Coordinate labeling data:
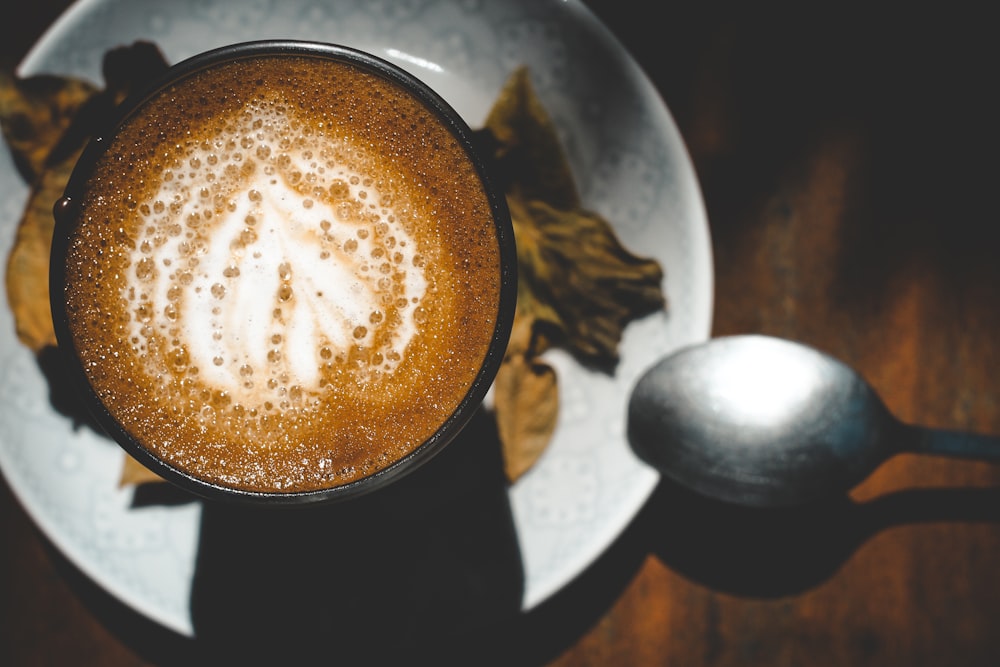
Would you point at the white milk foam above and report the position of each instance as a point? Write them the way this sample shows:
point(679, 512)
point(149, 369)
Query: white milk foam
point(266, 257)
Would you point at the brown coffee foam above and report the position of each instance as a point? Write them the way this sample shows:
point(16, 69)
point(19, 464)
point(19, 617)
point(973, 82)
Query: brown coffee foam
point(356, 423)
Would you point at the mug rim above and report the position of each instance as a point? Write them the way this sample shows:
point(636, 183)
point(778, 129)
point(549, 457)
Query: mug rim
point(66, 222)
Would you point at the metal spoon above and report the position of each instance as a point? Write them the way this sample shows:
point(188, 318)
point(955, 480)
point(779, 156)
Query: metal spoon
point(767, 422)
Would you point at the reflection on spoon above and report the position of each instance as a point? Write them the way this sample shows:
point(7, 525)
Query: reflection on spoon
point(766, 422)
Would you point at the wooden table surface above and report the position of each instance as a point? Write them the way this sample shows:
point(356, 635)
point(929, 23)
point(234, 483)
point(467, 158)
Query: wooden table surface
point(848, 163)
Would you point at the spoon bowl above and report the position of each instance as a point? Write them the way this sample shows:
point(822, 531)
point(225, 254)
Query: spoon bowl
point(766, 422)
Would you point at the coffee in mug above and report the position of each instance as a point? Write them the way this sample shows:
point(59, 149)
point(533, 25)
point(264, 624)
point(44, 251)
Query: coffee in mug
point(283, 273)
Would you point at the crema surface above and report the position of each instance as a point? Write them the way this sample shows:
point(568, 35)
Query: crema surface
point(285, 274)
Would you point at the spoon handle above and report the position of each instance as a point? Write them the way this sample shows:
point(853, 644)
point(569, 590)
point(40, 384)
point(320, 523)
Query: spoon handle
point(958, 444)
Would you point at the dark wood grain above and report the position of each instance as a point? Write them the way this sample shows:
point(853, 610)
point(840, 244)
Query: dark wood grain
point(848, 163)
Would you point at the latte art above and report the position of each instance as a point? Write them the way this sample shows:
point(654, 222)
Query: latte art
point(282, 273)
point(263, 265)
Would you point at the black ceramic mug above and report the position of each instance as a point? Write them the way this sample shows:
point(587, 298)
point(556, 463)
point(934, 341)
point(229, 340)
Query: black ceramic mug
point(282, 274)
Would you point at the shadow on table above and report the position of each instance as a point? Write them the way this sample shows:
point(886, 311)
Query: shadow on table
point(778, 552)
point(421, 572)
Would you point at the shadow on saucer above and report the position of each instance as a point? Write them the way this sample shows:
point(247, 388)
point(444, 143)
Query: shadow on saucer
point(423, 571)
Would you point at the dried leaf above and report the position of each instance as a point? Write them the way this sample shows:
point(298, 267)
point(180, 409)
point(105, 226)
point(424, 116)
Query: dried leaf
point(28, 263)
point(578, 286)
point(526, 147)
point(526, 404)
point(35, 114)
point(577, 281)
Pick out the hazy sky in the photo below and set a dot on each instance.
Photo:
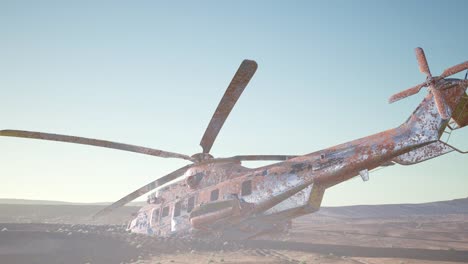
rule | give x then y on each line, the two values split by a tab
152	72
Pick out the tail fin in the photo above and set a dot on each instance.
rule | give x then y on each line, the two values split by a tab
425	123
426	126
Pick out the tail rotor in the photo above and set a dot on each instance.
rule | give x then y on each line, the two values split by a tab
431	83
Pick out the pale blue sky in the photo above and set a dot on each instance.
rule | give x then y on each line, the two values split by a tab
152	73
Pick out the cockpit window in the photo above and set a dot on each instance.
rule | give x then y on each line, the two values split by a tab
165	211
214	195
246	188
177	207
190	204
155	216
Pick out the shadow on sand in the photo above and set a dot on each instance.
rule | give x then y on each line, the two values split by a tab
358	251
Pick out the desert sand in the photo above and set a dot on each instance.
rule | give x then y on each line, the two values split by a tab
65	233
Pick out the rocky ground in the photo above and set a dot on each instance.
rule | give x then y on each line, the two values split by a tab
55	235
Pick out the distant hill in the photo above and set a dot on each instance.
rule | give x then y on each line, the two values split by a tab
457	206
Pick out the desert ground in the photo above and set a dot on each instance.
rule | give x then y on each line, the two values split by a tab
65	233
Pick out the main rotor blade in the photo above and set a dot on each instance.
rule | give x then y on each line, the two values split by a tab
145	189
406	93
93	142
422	62
233	92
455	69
256	157
440	103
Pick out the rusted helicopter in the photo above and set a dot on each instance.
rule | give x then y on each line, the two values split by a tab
220	196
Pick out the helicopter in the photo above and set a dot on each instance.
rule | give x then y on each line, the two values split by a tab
220	196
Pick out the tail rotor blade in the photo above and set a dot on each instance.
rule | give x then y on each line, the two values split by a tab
422	62
440	104
455	69
408	92
143	190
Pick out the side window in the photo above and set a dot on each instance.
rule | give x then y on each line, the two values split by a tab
165	212
190	204
246	188
214	195
177	209
155	216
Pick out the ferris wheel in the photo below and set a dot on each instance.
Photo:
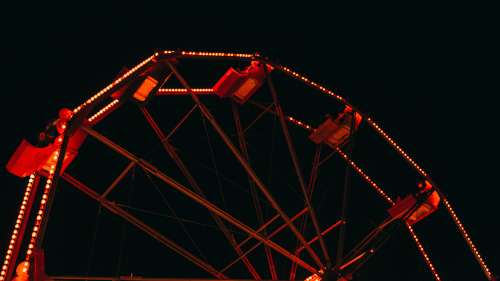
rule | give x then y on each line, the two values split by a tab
240	167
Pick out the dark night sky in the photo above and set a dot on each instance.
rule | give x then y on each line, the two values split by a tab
427	74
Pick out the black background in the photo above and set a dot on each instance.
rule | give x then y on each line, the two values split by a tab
428	74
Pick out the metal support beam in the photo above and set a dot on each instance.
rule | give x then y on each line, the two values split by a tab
17	246
297	169
245	165
253	189
120	177
50	200
185	171
144	227
153	170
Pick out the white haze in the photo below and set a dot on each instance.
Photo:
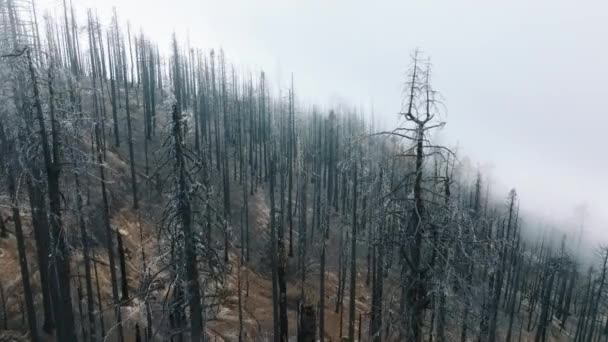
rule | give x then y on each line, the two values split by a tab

What the task requires: Write out the lines of the entries above verbatim, covering every entry, with the pictures left out.

Solution to the exercise:
Would you point at the white milk foam above and report the position of each instance as a point? Write them the way this sample shows:
point(679, 512)
point(149, 369)
Query: white milk foam
point(266, 257)
Would you point at the brown coffee foam above and report the position of each instance as a point? Write them the way this sample shows:
point(16, 69)
point(19, 464)
point(19, 617)
point(973, 82)
Query: brown coffee foam
point(356, 423)
Would you point at the mug rim above and report the position of each instance as a point? Write them the way this sample shows:
point(636, 183)
point(778, 129)
point(549, 457)
Query: mug rim
point(66, 222)
Would you point at the metal spoon above and report the position of each instance as a point? Write them the way this sample shows:
point(188, 318)
point(955, 480)
point(779, 156)
Query: metal spoon
point(767, 422)
Would you point at the reflection on spoon above and report the position of each instance as a point? Write them the way this sample shows:
point(7, 525)
Query: reflection on spoon
point(766, 422)
Would you point at the wooden table surface above and report the position of each instance as a point? Write them the way this sample shows:
point(356, 635)
point(929, 23)
point(234, 483)
point(467, 158)
Query: wooden table surface
point(848, 163)
Would you point at the spoon bowl above and report the position of each instance as a point? Write them the way this sample shows:
point(822, 531)
point(225, 254)
Query: spoon bowl
point(766, 422)
Would you point at the coffee in mug above and report the position of each instance as a point? Write them the way this sample shows:
point(59, 149)
point(533, 25)
point(264, 624)
point(44, 251)
Query: coffee in mug
point(283, 273)
Would you point at the crema surface above and report the position of each instance as a point? Write them the way this sample shows:
point(568, 35)
Query: crema surface
point(285, 274)
Would you point at the spoon handle above and report the position of each instance as a point? Write them the way this sample shows:
point(853, 644)
point(569, 590)
point(40, 384)
point(320, 523)
Query: spoon handle
point(958, 444)
Would you point at the dark wood grain above and report the position of each instance as a point? Write them the way this sample shows:
point(853, 610)
point(840, 244)
Query: dark wood grain
point(848, 163)
Would you point at the latte art above and report the position of each instance as a point? Write them the way this sample shows:
point(654, 222)
Query: latte art
point(282, 273)
point(263, 265)
Would you point at the black ceramic mug above and report the position of each instance as a point? Write them the way this sample shows:
point(587, 298)
point(556, 463)
point(934, 341)
point(229, 340)
Query: black ceramic mug
point(282, 274)
Would you point at the shadow on table above and report the position of each instance as a point? Write them the way this sample shows:
point(886, 311)
Query: shadow on table
point(778, 552)
point(421, 572)
Would you point at the shadow on saucer above and report the position of each instance as a point? Write them the way this sample shows:
point(247, 388)
point(444, 143)
Query: shadow on saucer
point(423, 571)
Would you point at the dried leaf above and report the position of each instance as a point? Write them the way this sample shows:
point(298, 267)
point(180, 409)
point(105, 226)
point(424, 116)
Query: dried leaf
point(28, 263)
point(578, 286)
point(526, 147)
point(526, 404)
point(35, 114)
point(577, 281)
Pick out the hazy sky in the photo below and set a dot on each instance.
Photo:
rule | give x then y on each line, the two values split by a tab
152	72
Pick out the tail fin in the photo above and set a dot on each instance.
rule | give x then y on each line, the two values split by a tab
425	123
426	126
Pick out the tail rotor in the photo above and set a dot on each instance.
rule | give x then y on each line, the two values split by a tab
431	83
Pick out the pale blue sky in the photo above and set a dot on each instance.
rule | give x then y on each line, the two values split by a tab
152	73
Pick out the cockpit window in the photo above and set a dot on each instance.
rule | give x then y on each line, the two values split by a tab
165	211
214	195
246	188
177	207
190	204
155	216
Pick out the shadow on sand in the photo above and set a dot on each instance.
rule | give x then y on each line, the two values split by a tab
358	251
Pick out the desert sand in the photo above and set a dot on each instance.
rule | give x then y on each line, the two values split by a tab
65	233
Pick out the rocky ground in the photo above and set a dot on each instance.
rule | give x then y on each line, the two values split by a tab
55	235
Pick out the distant hill in the photo above and set a dot on each instance.
rule | give x then y on each line, the two values split by a tab
457	206
Pick out the desert ground in the photo above and set a dot on each instance.
rule | give x then y on each line, the two values split by a tab
65	233
Pick out the main rotor blade in the photo above and set a dot on each instance.
rule | give x then y on each line, the two values split by a tab
145	189
406	93
93	142
422	62
233	92
455	69
256	157
440	103
Pick out the rusted helicopter in the photo above and set a dot on each instance.
rule | give x then y on each line, the two values split by a tab
220	196
Pick out the helicopter in the photo above and set a dot on each instance.
rule | give x then y on each line, the two values split by a tab
220	196
Pick out the tail rotor blade in the photo above and set a dot on each instance.
rule | give x then y on each line, the two values split by a tab
422	62
440	104
455	69
408	92
143	190
Pick out the side window in the photo above and set a dot on each instance.
rule | give x then y on each line, the two values split by a tab
165	212
190	204
246	188
214	195
177	209
155	216
Pick out the ferris wheel in the photo below and set a dot on each instance.
Photo:
rule | give x then y on each line, the two values split by a tab
240	167
Pick out the dark night sky in the photo above and set a dot on each instance.
rule | give x then y on each line, the two values split by a tab
427	74
Pick out the black background in the photo above and set a dot on each instance.
rule | give x then y on each line, the two values split by a tab
428	74
Pick out the metal support beam in the photo above and set a dot on each instance.
rule | give x then y on each line, the two values split by a tab
17	246
297	169
245	165
253	189
120	177
50	200
185	171
144	227
153	170
Pick out the white haze in the photo below and set a dot on each instance.
Photo:
rule | give x then y on each line, the two values split by a tab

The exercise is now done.